begin

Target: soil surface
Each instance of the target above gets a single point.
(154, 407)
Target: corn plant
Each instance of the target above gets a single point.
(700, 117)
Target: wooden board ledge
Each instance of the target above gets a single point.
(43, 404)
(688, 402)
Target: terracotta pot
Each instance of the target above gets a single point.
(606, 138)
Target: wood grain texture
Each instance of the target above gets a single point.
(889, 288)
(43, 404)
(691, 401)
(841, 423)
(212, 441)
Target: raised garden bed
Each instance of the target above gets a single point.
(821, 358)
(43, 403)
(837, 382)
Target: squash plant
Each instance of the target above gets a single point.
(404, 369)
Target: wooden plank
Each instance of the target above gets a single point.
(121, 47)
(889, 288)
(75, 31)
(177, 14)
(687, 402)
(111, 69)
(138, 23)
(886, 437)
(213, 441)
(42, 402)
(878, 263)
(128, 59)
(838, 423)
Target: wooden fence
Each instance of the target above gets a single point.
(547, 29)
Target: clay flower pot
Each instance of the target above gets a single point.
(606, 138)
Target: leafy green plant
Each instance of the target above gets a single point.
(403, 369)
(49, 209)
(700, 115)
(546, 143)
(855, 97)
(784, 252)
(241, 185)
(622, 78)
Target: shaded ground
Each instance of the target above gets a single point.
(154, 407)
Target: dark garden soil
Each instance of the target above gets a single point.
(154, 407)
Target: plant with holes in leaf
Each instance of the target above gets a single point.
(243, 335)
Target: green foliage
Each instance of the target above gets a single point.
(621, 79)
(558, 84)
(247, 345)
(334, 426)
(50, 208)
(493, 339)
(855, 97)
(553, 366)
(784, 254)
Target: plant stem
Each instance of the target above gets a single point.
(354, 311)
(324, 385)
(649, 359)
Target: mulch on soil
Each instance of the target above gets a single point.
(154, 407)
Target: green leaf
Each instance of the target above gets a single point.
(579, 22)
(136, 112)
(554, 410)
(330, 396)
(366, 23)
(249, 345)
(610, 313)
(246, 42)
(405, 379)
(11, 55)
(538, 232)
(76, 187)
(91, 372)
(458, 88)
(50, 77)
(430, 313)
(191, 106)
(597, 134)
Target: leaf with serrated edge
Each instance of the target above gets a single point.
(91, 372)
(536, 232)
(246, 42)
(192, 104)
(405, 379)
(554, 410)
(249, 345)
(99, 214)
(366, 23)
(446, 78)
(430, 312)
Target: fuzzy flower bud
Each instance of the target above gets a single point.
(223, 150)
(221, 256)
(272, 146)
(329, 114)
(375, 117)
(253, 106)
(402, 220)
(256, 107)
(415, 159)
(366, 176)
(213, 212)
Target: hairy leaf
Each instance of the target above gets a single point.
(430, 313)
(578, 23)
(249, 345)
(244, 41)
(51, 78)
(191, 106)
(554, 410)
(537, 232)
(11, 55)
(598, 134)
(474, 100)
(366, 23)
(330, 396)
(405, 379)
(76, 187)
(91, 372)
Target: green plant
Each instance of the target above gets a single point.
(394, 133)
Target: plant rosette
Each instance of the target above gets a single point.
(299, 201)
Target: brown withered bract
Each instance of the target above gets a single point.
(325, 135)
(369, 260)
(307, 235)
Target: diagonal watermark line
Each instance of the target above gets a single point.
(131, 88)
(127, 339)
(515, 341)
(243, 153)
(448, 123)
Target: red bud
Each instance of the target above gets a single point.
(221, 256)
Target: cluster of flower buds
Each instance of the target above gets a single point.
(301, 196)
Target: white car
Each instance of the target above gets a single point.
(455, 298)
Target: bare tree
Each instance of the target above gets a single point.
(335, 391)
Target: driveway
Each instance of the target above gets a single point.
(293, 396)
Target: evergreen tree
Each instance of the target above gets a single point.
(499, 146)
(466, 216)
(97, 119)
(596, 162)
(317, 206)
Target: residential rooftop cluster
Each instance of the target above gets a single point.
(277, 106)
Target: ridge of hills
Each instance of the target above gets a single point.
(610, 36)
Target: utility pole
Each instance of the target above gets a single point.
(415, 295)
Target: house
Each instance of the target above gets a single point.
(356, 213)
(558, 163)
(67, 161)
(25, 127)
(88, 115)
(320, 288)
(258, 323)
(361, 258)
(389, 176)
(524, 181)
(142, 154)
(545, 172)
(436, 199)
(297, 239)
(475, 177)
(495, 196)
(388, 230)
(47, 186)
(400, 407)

end

### Task goal
Exact copies of all the records are required.

### Full answer
Target: soil surface
Each instance of the target above gets a single point.
(154, 407)
Target: corn plant
Each instance of the target above gets a single point.
(700, 117)
Target: wooden board ledge
Each instance of the target above gets a single point.
(43, 404)
(688, 402)
Target: terracotta pot
Each instance of the target above gets a single point.
(606, 138)
Target: wood grain texture
Each instance of the target above gets a single point.
(889, 288)
(43, 404)
(691, 401)
(841, 423)
(212, 441)
Target: raised garden bed
Each instance of the target above gets a single point.
(821, 358)
(43, 403)
(837, 382)
Target: squash plant
Each instance of the target above gets a single point.
(404, 369)
Target: wooden plank
Each instance of the target above gets a single point.
(121, 47)
(889, 288)
(75, 31)
(177, 14)
(687, 402)
(111, 69)
(138, 23)
(886, 437)
(213, 441)
(42, 402)
(878, 263)
(128, 59)
(838, 423)
Target: wooden fence
Each instance of the target above gets a single point.
(547, 29)
Target: clay flower pot
Each instance of the target above gets a single point.
(606, 138)
Target: leafy green plant
Each instance of the target above gets a single point.
(403, 369)
(49, 209)
(700, 115)
(546, 143)
(855, 97)
(784, 252)
(241, 185)
(622, 78)
Target: shaded ground
Each instance of the target above gets a single point.
(154, 407)
Target: dark garden soil
Each instance of the target above gets a single point.
(154, 407)
Target: plant with holes in leaf
Each instance of the target above gets a single point.
(243, 335)
Target: green foliage
Each instance of the target above gets a single point.
(621, 79)
(558, 84)
(247, 345)
(334, 426)
(50, 208)
(493, 339)
(855, 97)
(553, 366)
(784, 254)
Target: plant stem
Each instance of the target above gets a single point.
(354, 311)
(324, 385)
(649, 359)
Target: mulch on soil
Each instance of the target above gets a single point.
(154, 407)
Target: green leaf
Each instance of the target above gets a single point.
(579, 22)
(136, 112)
(554, 410)
(330, 396)
(366, 23)
(249, 345)
(610, 313)
(246, 42)
(405, 379)
(11, 55)
(538, 232)
(76, 187)
(91, 372)
(458, 88)
(50, 77)
(430, 313)
(191, 106)
(597, 134)
Target: leaf with serrated edge
Each instance of the target above gets a single point.
(91, 372)
(536, 232)
(246, 42)
(192, 104)
(405, 379)
(554, 410)
(249, 345)
(99, 214)
(366, 23)
(446, 78)
(430, 312)
Target: fuzzy flower bud
Each instance of the target above gets a single point.
(223, 150)
(221, 256)
(272, 146)
(329, 114)
(375, 117)
(253, 106)
(402, 220)
(256, 107)
(415, 159)
(366, 176)
(213, 212)
Target: hairy leaf
Each instance of the target above gets a single point.
(430, 313)
(578, 23)
(249, 345)
(244, 41)
(51, 78)
(191, 106)
(554, 410)
(537, 232)
(11, 55)
(598, 134)
(474, 100)
(366, 23)
(330, 396)
(405, 379)
(76, 187)
(91, 372)
Target: green plant
Each instance of the target above gets a single point.
(394, 133)
Target: plant rosette
Each instance of the target above gets a single point.
(299, 201)
Target: brown withered bract
Each instance of the target above gets a single point.
(325, 135)
(369, 260)
(307, 235)
Target: diagonal watermark line
Each instance of the target above gets a single point.
(131, 88)
(127, 339)
(515, 341)
(243, 153)
(448, 123)
Target: red bud
Each instance of the target above gets a single point.
(221, 256)
Target: cluster of flower buds
Each instance of the target above gets a single point.
(301, 196)
Target: white car
Each instance of the target above gets a single point.
(455, 298)
Target: bare tree
Each instance of the target above gets a single point.
(335, 391)
Target: driveway
Each instance of the target above gets a single point.
(293, 396)
Target: evergreen tree
Each instance of the target above gets a single point.
(499, 146)
(466, 216)
(97, 119)
(596, 162)
(317, 206)
Target: residential rooftop cluster
Each instance of the target above gets a single point.
(277, 106)
Target: ridge of hills
Each instance of the target above gets a single point.
(610, 36)
Target: utility pole
Each instance of the target above gets a single point.
(415, 295)
Target: house
Each instance of the target above gets a single point.
(356, 213)
(558, 163)
(67, 161)
(25, 127)
(88, 115)
(320, 288)
(258, 323)
(361, 258)
(389, 176)
(524, 181)
(142, 154)
(545, 172)
(436, 199)
(297, 239)
(475, 177)
(495, 196)
(388, 230)
(47, 186)
(400, 407)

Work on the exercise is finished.